Direction 1: Please output every line of the point labeling records as a JSON list of strings, with one string per line and blank lines left out.

Extract:
________________________________________

Octave Mirbeau’s fierce 1895 defense of Oscar Wilde and The Picture of Dorian Gray. A passionate essay on art, morality, and society’s hypocrisy, written during Wilde’s imprisonment.









Reading The Picture of Dorian Gray, I have never felt more keenly the horror of society’s repressions, that “dangerous madness for punishment” that possesses mankind. The Picture of Dorian Gray is Oscar Wilde’s latest work, now offered to our curiosity—dare I say our delight?—by shrewd and faithful translators. And now that I have read it, I cannot think without renewed fury and revolt that the consummate artist who wrote it has been torn from life and subjected to hideous torment for acts that are neither crimes nor offences; regrettable acts, certainly, but acts he was free to commit and for which no one had the right to call him to account. For I shall never tire of saying it: these matters concern only his conscience and our disgust.

________________________________________

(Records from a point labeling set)
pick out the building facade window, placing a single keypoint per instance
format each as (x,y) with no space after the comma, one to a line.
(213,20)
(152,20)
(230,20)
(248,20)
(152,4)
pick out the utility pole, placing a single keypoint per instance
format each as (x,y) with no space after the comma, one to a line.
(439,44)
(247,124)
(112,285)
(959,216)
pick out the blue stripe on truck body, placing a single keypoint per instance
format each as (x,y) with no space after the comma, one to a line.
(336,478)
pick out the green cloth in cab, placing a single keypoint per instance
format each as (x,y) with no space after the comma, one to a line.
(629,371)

________________________________________

Direction 2: Translate this sentence from the essay on Dorian Gray into Spanish: "For I shall never tire of saying it: these matters concern only his conscience and our disgust."

Exercise output 1:
[
  "pick out the building facade window, placing a single keypoint per instance",
  "format each as (x,y) with no space after the comma, one to a line.",
  "(213,20)",
  "(152,20)",
  "(230,20)",
  "(248,20)",
  "(152,4)",
  "pick out the utility pole, placing a single keypoint per instance",
  "format each as (x,y) with no space after the comma, one to a line.",
  "(439,44)",
  "(247,124)",
  "(112,285)",
  "(959,216)",
  "pick out the blue stripe on truck body, placing a single keypoint per instance",
  "format each as (x,y) with no space after the comma, one to a line.",
  "(336,478)",
  "pick out the green cloth in cab, placing a single keypoint per instance",
  "format each as (x,y) with no space after the comma, one to a line.",
  "(629,371)"
]

Exercise output 2: Porque nunca me cansaré de decirlo: estos asuntos solo conciernen a su conciencia y a nuestra repugnancia.